The request: Format every line of the records below as a JSON list of strings, one string per line, leaving out blank lines.

* Start Input material *

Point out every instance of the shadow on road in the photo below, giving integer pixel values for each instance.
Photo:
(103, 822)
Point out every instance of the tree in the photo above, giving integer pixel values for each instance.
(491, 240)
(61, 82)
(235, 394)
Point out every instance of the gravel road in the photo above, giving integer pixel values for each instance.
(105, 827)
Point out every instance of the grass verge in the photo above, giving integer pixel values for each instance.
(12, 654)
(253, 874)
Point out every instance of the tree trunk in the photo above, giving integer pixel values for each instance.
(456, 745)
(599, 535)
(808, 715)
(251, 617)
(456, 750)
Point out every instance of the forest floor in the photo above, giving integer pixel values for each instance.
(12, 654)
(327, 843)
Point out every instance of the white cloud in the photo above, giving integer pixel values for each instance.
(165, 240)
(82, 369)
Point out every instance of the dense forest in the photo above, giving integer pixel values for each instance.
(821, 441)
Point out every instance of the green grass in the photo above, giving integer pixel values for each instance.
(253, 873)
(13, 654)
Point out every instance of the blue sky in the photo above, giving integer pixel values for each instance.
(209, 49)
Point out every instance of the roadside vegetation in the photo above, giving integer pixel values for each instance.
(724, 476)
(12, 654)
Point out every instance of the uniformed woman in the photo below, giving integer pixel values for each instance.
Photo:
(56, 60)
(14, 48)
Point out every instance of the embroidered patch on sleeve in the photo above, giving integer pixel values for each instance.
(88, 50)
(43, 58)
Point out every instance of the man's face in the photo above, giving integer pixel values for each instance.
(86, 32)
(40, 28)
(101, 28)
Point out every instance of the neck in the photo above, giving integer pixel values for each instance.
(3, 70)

* End Input material *

Task answer:
[
  "Point out every instance of the shadow on road in the photo below, giving integer pixel values for each instance.",
  "Photo:",
  "(103, 822)",
  "Point out every instance of the tree in the photo above, giving integer pixel values for each instance.",
  "(491, 240)",
  "(61, 82)",
  "(235, 394)",
  "Point out every instance of the gravel road in the photo above, giving integer pixel values for each instance.",
  "(105, 827)",
  "Point out every instance of the grass verge in the photo above, giving integer pixel values for each instance.",
  "(12, 654)",
  "(253, 874)",
  "Point out every instance of the tree trunk in the photo above, giving integer pixel values for each instance.",
  "(456, 745)",
  "(599, 535)",
  "(808, 715)",
  "(251, 617)",
  "(456, 750)",
  "Point out every instance of the forest floor in the photo above, giving integer pixel values for each instance.",
  "(12, 654)",
  "(327, 843)",
  "Point out every instance of the white cloud in the photo above, giving integer pixel values for each instance.",
  "(165, 240)",
  "(82, 369)",
  "Point out every instance of the dense forest in the photo above, giving integer pixel values for each instance.",
  "(821, 441)",
  "Point out every instance of the green grass in the photo above, giving integer pixel values for each instance.",
  "(253, 873)",
  "(13, 654)",
  "Point out every instance of the blue sky in the photo above, giving integer pixel values for each instance.",
  "(209, 49)",
  "Point out every instance of the roadside vegetation in the photo above, giving integer pixel values for each instance.",
  "(724, 476)",
  "(12, 654)",
  "Point out every instance of the uniformed woman in the photo below, giving integer pixel values for each instance.",
  "Photo:",
  "(56, 60)",
  "(14, 48)",
  "Point out every instance of the embroidered patch on sleeve in the photo above, giving integer pixel values for each instance.",
  "(88, 50)",
  "(43, 58)",
  "Point out every instance of the man's face in the photo above, giving integer pixel values for each instance.",
  "(86, 32)",
  "(40, 28)",
  "(101, 28)",
  "Point out every instance of the neck in the photo above, giving integer pixel values for each instance.",
  "(3, 70)"
]